Every entry must be printed again exactly, with nothing left out.

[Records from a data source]

------------------------------------------------

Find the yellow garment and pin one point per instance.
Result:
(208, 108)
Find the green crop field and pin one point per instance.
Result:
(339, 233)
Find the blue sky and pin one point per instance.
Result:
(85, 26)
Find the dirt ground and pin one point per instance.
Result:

------------------------------------------------

_Output_.
Find the yellow garment and pin one point per instance.
Result:
(208, 108)
Find the green crop field and pin one point per instance.
Result:
(339, 233)
Find the blue sky and pin one point per instance.
Result:
(85, 26)
Find the dirt ground and pin one point per instance.
Result:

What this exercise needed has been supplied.